»»

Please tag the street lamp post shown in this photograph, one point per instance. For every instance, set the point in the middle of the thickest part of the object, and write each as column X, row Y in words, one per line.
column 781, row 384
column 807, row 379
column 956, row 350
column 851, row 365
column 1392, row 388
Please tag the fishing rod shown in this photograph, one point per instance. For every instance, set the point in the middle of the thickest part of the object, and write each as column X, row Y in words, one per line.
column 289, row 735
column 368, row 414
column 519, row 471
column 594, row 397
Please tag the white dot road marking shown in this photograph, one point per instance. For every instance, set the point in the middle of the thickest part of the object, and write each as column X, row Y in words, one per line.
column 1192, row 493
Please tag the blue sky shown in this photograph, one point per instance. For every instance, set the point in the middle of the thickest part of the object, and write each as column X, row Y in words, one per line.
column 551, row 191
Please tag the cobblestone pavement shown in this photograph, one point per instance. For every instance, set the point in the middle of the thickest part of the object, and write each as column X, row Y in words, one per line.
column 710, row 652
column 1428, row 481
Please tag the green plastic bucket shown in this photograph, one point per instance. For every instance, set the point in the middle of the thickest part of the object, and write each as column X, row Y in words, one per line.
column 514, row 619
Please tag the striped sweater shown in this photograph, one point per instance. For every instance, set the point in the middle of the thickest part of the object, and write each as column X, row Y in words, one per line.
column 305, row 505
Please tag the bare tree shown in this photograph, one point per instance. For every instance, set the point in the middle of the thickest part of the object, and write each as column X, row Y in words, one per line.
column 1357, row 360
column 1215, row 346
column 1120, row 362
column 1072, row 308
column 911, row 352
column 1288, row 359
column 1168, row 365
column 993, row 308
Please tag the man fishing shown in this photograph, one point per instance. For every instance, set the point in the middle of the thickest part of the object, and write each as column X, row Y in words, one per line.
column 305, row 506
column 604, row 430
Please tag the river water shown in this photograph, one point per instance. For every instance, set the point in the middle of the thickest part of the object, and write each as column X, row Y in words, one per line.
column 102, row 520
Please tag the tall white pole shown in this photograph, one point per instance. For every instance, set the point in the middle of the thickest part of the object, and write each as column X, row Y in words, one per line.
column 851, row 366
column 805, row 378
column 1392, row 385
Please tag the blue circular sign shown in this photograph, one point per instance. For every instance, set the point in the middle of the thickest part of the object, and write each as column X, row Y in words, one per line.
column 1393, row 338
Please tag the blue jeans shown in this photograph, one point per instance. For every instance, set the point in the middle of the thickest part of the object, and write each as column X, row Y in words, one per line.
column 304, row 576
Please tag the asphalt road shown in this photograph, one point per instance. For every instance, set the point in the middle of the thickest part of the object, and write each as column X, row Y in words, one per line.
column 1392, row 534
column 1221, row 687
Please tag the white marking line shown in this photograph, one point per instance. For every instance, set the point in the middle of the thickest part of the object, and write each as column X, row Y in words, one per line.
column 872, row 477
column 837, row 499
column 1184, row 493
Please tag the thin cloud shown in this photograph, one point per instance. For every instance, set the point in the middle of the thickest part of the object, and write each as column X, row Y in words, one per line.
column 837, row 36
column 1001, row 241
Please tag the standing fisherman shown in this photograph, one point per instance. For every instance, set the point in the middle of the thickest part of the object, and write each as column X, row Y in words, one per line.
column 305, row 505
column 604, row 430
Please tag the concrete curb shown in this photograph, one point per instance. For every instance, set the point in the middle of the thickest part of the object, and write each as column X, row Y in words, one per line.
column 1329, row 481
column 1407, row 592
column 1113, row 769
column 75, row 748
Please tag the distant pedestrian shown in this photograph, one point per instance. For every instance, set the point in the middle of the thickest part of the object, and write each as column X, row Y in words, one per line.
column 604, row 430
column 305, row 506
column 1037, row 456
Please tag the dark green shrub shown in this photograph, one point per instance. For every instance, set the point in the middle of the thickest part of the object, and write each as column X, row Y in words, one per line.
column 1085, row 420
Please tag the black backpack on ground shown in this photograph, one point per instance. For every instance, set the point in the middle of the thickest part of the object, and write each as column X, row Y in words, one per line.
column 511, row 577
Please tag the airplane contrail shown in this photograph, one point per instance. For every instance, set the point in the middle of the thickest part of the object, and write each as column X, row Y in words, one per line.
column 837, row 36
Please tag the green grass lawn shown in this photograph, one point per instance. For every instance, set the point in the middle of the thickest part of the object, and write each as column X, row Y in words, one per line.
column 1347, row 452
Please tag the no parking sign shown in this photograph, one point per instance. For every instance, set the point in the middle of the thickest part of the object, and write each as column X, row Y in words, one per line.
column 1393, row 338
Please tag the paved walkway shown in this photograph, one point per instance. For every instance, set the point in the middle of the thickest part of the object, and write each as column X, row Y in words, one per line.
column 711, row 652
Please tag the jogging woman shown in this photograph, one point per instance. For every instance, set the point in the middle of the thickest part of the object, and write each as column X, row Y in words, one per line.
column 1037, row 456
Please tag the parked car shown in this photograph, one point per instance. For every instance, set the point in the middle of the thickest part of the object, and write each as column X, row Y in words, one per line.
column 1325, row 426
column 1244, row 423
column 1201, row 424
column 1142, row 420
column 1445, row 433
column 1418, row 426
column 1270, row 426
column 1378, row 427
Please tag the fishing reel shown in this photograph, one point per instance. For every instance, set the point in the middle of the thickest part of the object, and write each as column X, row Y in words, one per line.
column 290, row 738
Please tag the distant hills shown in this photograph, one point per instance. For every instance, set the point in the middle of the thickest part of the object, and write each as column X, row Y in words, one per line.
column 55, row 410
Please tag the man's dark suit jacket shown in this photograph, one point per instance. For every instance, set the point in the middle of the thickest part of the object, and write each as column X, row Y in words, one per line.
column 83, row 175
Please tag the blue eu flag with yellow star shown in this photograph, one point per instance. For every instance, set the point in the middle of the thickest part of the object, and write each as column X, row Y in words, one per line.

««

- [Your instructions] The listing above should be transcribed in full, exactly as written.

- [Output for this exercise]
Please tag the street lamp post shown in this photograph, one point per instance. For every instance, set the point in the middle of the thickest part of the object, and write each as column X, row Y in words, one per line.
column 781, row 384
column 807, row 379
column 956, row 350
column 851, row 365
column 1392, row 388
Please tag the fishing rod shown in this photograph, one point per instance. For every instance, set the point in the middle of the thickest part of the object, and write each as column X, row Y in words, one per line.
column 289, row 735
column 368, row 414
column 519, row 471
column 594, row 397
Please tag the white dot road marking shown in this photograph, one point per instance. For every instance, set the point in the middle of the thickest part of the object, and write each as column X, row Y in words, one per line.
column 1192, row 493
Please tag the blue sky shown in this photograph, one point per instance. For every instance, set the point in the middle of the thickest part of the object, and write each as column X, row Y in words, one per line.
column 551, row 191
Please tag the cobblestone pavement shown in this photograph, one point per instance. For every instance, set the point in the middle of the thickest part of the object, and write each as column X, row Y in words, one per line.
column 710, row 652
column 1428, row 481
Please tag the green plastic bucket shown in this photograph, one point per instance. For every instance, set the point in the middle of the thickest part of the object, and write each as column X, row Y in words, one per line.
column 514, row 619
Please tag the striped sweater shown in this photograph, one point per instance. For every instance, set the point in the middle of the thickest part of the object, and write each as column X, row Y in words, one per line.
column 305, row 505
Please tag the bare tree shown in this photograph, one point per instance. For every instance, set the point in the middle of the thickest part of the object, and write each as column X, row Y in words, one per line.
column 1357, row 360
column 1215, row 346
column 1120, row 362
column 1072, row 308
column 911, row 352
column 1288, row 359
column 1168, row 365
column 993, row 308
Please tag the man fishing shown in this photograph, one point per instance. For every instance, set the point in the middle of the thickest part of the object, and write each as column X, row Y in words, one per line.
column 305, row 506
column 604, row 430
Please tag the river water shown in this photograph, one point per instance. For every instance, set the point in the middle of the thickest part of the object, and write each as column X, row Y in words, one per line.
column 102, row 520
Please tag the tall white pole shown in this photograph, one point per instance. For every instance, set the point in the middle of the thickest part of the object, and write each as column X, row Y in words, one per line.
column 851, row 366
column 805, row 378
column 1392, row 385
Please tag the blue circular sign shown in this photograph, one point per instance. For every instance, set the point in the middle of the thickest part of the object, and write each as column X, row Y in words, one per line.
column 1393, row 338
Please tag the blue jeans shown in this photograph, one point per instance. For every instance, set the point in the middle of the thickest part of the object, and write each as column X, row Y in words, one per line.
column 304, row 576
Please tag the asphalt road shown in this photograph, one point per instance. For every instance, set the point in the middle of the thickest part of the object, and write each as column X, row Y in words, one per line.
column 1392, row 534
column 1221, row 687
Please tag the white marking line shown in this photograph, one point per instance. For every instance, set the point in the middle of the thickest part of the object, and write each as column X, row Y in words, one per line.
column 872, row 477
column 837, row 499
column 1184, row 493
Please tag the thin cloud shown in this photograph, one point per instance. For every instance, set the point in the middle of the thickest part of the object, and write each as column X, row Y in words, one per line.
column 837, row 36
column 1001, row 241
Please tag the standing fisherman shown in this photograph, one point per instance. For every instance, set the point in the middle of the thickest part of the object, and write each as column X, row Y in words, one per line.
column 305, row 505
column 604, row 430
Please tag the concrete curb shown in this photograph, one point per instance. For every instance, set the point in the middle of the thickest part of the object, and write each as column X, row Y in words, one per line.
column 1329, row 481
column 1407, row 592
column 1113, row 769
column 75, row 748
Please tag the distant pedestrian shown in this photograph, one point per instance. For every instance, set the point in the middle of the thickest part of the object, and write each as column X, row Y in words, one per line.
column 604, row 430
column 305, row 506
column 1037, row 456
Please tag the dark green shrub shown in this photograph, one point per instance. For every instance, set the point in the middle of the thickest part of the object, and write each as column X, row Y in words, one per line.
column 1085, row 420
Please tag the black backpack on ground shown in this photograph, one point per instance. For every instance, set the point in the middle of the thickest part of the object, and write each as column X, row Y in words, one per line.
column 511, row 577
Please tag the airplane contrail shown in this photograph, one point per instance. For every instance, set the point in the middle of the thickest part of the object, and write each as column X, row Y in words, one per line.
column 837, row 36
Please tag the green grass lawn shown in this photograph, one point per instance. For every instance, set the point in the middle of the thickest part of the object, and write each as column X, row Y in words, one per line.
column 1347, row 452
Please tag the no parking sign shown in this photograph, one point per instance. For every instance, set the point in the middle of the thickest part of the object, and write each as column X, row Y in words, one per line.
column 1393, row 338
Please tag the paved walkway shown in this photograph, one point per instance. For every instance, set the point in the middle of the thickest part of the object, and write each as column X, row Y in words, one per line.
column 711, row 652
Please tag the jogging woman shown in this photograph, one point per instance. For every instance, set the point in the middle of the thickest part of the object, and write each as column X, row Y in words, one per line.
column 1037, row 456
Please tag the parked car shown in this photograph, one point per instance. For every instance, set the point in the middle of the thickest part of the object, and write each as column X, row Y in words, one per line.
column 1325, row 426
column 1244, row 423
column 1201, row 424
column 1142, row 420
column 1445, row 433
column 1418, row 426
column 1270, row 426
column 1378, row 427
Please tag the fishing reel shown in this photograph, one point per instance. For every instance, set the point in the middle of the thickest part of the object, and write each as column X, row Y in words, one per line.
column 290, row 738
Please tag the distant hills shown in this photograph, one point per instance. For every instance, set the point in the middle of the thickest part of the object, and write each as column X, row Y in words, one per line.
column 55, row 410
Please tag the man's dark suit jacket shown in this photograph, one point per instance. For every instance, set the point in the middle of the thickest part of the object, and write each as column X, row Y in words, one per line.
column 83, row 175
Please tag the blue eu flag with yellow star shown in this photograph, one point per instance. For every instance, set the point in the middle of the thickest part of the object, and write each as column X, row Y in words, one per line.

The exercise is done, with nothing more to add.